Select each row below that contains the word "balloon" and copy those rows out.

[Excerpts from point annotation data]

★ ★ ★

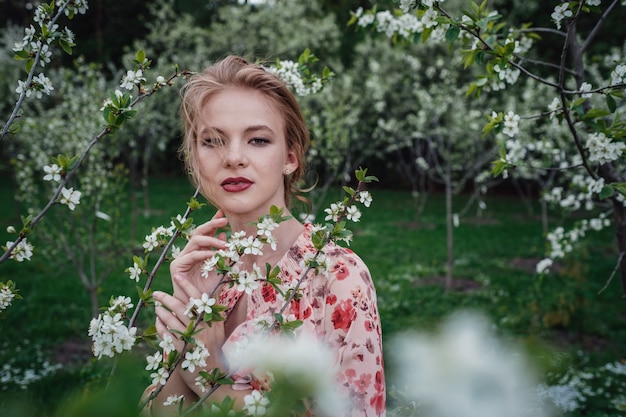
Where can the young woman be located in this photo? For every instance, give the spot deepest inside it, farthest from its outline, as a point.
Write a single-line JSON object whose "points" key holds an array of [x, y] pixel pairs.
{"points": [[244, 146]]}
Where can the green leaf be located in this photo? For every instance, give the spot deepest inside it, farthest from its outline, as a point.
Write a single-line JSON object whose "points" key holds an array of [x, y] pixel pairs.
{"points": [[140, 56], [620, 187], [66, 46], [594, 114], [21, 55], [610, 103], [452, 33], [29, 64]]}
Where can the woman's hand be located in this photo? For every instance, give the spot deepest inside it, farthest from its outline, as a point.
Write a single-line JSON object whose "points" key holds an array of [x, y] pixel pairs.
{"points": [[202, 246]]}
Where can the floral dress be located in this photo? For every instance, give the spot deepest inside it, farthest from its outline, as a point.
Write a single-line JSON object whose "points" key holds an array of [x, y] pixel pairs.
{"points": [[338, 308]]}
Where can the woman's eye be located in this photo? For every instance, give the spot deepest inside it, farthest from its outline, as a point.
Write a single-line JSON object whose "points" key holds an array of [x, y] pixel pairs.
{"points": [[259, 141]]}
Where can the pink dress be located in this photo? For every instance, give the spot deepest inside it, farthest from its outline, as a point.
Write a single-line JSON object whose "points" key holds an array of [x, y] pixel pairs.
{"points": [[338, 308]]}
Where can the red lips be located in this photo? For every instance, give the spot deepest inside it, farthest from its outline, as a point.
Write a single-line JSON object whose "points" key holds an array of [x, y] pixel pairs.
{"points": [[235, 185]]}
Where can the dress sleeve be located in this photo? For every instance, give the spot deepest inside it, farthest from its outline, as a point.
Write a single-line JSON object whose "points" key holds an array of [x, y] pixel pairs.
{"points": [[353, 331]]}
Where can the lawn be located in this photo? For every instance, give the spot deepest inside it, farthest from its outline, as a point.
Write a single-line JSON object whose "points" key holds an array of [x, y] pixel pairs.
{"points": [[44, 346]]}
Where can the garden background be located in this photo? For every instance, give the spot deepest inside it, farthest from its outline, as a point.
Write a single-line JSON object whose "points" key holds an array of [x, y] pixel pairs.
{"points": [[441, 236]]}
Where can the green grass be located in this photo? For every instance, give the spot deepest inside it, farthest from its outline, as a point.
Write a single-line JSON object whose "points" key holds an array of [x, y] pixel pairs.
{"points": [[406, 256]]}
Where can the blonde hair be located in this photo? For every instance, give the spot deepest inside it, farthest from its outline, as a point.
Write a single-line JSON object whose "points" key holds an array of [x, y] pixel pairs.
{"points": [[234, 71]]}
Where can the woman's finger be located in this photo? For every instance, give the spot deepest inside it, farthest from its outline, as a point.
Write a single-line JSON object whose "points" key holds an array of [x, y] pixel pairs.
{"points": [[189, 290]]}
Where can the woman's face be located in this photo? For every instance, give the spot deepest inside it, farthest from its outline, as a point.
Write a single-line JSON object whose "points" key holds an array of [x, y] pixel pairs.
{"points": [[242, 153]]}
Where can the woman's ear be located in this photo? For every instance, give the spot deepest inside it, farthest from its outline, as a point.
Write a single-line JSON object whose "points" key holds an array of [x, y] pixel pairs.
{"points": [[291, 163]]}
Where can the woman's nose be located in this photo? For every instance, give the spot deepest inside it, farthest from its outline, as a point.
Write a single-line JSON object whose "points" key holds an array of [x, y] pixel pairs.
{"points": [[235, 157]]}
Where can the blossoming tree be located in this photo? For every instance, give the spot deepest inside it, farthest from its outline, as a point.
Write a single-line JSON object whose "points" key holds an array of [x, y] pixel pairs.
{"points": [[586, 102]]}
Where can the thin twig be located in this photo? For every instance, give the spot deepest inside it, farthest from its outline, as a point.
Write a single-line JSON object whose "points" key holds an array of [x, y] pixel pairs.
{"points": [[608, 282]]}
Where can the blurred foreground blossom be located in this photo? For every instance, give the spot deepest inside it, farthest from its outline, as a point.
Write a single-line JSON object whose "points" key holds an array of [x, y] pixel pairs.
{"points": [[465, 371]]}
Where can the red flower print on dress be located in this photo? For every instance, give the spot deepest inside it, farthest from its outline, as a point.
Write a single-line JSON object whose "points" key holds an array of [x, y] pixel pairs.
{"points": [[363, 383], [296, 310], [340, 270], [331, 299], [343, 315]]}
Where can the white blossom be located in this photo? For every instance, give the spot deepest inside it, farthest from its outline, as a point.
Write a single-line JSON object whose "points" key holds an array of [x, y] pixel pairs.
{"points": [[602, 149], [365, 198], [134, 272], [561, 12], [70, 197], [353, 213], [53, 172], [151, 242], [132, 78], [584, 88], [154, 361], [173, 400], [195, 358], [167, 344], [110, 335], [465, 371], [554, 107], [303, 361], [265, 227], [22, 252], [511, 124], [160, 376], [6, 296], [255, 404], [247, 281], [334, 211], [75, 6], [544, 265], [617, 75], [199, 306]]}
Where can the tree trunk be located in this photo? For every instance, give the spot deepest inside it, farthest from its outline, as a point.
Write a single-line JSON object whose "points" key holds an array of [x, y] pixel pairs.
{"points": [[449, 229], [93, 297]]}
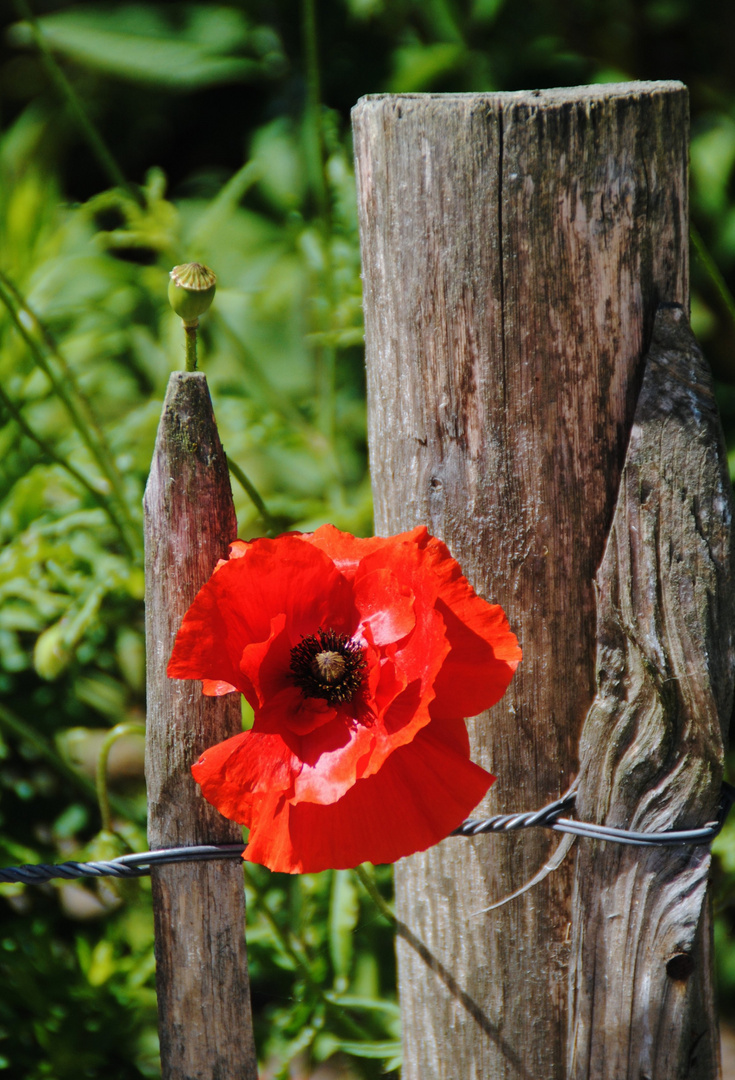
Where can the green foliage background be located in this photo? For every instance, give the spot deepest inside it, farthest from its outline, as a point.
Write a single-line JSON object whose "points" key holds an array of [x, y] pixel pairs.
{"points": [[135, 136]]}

★ ★ ★

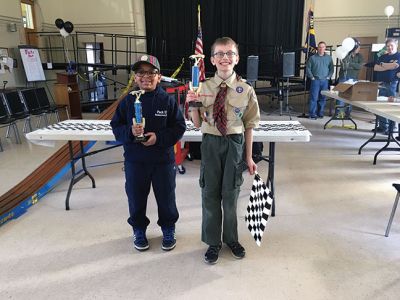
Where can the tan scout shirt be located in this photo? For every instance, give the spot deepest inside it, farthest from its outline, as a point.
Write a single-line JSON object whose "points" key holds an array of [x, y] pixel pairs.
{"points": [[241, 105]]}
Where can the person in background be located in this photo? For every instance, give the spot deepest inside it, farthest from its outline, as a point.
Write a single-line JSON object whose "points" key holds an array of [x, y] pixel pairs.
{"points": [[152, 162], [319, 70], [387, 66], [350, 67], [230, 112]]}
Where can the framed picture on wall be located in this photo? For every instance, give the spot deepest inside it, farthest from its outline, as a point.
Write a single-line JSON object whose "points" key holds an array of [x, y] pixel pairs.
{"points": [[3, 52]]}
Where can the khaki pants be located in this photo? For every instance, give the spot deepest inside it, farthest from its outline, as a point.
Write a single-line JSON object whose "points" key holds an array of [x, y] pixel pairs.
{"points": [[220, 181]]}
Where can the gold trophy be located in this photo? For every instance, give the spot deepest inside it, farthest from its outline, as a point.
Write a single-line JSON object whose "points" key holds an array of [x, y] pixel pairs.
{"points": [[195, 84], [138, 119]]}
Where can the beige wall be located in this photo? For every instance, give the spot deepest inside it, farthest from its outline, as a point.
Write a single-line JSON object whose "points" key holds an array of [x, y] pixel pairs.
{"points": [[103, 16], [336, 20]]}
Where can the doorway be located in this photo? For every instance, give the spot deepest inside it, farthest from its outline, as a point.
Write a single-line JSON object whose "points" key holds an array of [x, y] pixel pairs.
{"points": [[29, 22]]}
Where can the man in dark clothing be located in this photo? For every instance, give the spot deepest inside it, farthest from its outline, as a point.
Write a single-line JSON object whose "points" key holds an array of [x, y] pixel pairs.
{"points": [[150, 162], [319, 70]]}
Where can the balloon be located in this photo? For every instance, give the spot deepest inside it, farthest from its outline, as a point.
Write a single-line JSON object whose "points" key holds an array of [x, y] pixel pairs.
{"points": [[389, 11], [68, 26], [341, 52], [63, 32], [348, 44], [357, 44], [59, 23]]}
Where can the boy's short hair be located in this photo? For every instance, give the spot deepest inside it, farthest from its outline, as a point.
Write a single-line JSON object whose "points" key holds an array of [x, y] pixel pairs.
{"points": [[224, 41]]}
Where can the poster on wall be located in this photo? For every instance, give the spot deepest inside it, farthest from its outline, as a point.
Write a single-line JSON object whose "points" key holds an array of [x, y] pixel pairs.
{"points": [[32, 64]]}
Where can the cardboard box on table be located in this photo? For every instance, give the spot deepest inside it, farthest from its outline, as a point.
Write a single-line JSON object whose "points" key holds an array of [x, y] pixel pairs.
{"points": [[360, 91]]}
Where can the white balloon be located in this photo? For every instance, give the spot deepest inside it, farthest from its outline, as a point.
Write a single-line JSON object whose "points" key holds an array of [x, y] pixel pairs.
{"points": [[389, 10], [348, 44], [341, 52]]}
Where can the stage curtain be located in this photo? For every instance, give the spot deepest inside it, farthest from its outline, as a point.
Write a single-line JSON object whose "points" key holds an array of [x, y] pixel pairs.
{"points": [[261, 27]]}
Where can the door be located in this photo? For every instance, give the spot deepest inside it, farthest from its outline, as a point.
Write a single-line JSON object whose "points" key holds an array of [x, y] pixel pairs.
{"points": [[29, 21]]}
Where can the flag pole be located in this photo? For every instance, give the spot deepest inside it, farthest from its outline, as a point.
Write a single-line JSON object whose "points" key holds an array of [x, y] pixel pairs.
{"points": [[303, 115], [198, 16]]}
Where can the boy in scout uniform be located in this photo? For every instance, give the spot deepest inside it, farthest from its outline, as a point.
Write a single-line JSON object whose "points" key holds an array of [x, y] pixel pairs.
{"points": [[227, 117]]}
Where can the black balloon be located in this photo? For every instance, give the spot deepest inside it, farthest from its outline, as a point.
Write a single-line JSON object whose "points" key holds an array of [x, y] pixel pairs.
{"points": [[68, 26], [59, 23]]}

★ ★ ★

* [RESULT BELOW]
Where can the balloon be located in this photo? For every instance, give the spot deepest inside it, farthest from its outline, as a point.
Where can the white balloon be located in this photo? For every instance, give the spot deepest inside it, farthest from its outline, as a point.
Where can the black balloon be located in this photo? For every instance, give the spot deepest inside it, farthest from its outline, as a point.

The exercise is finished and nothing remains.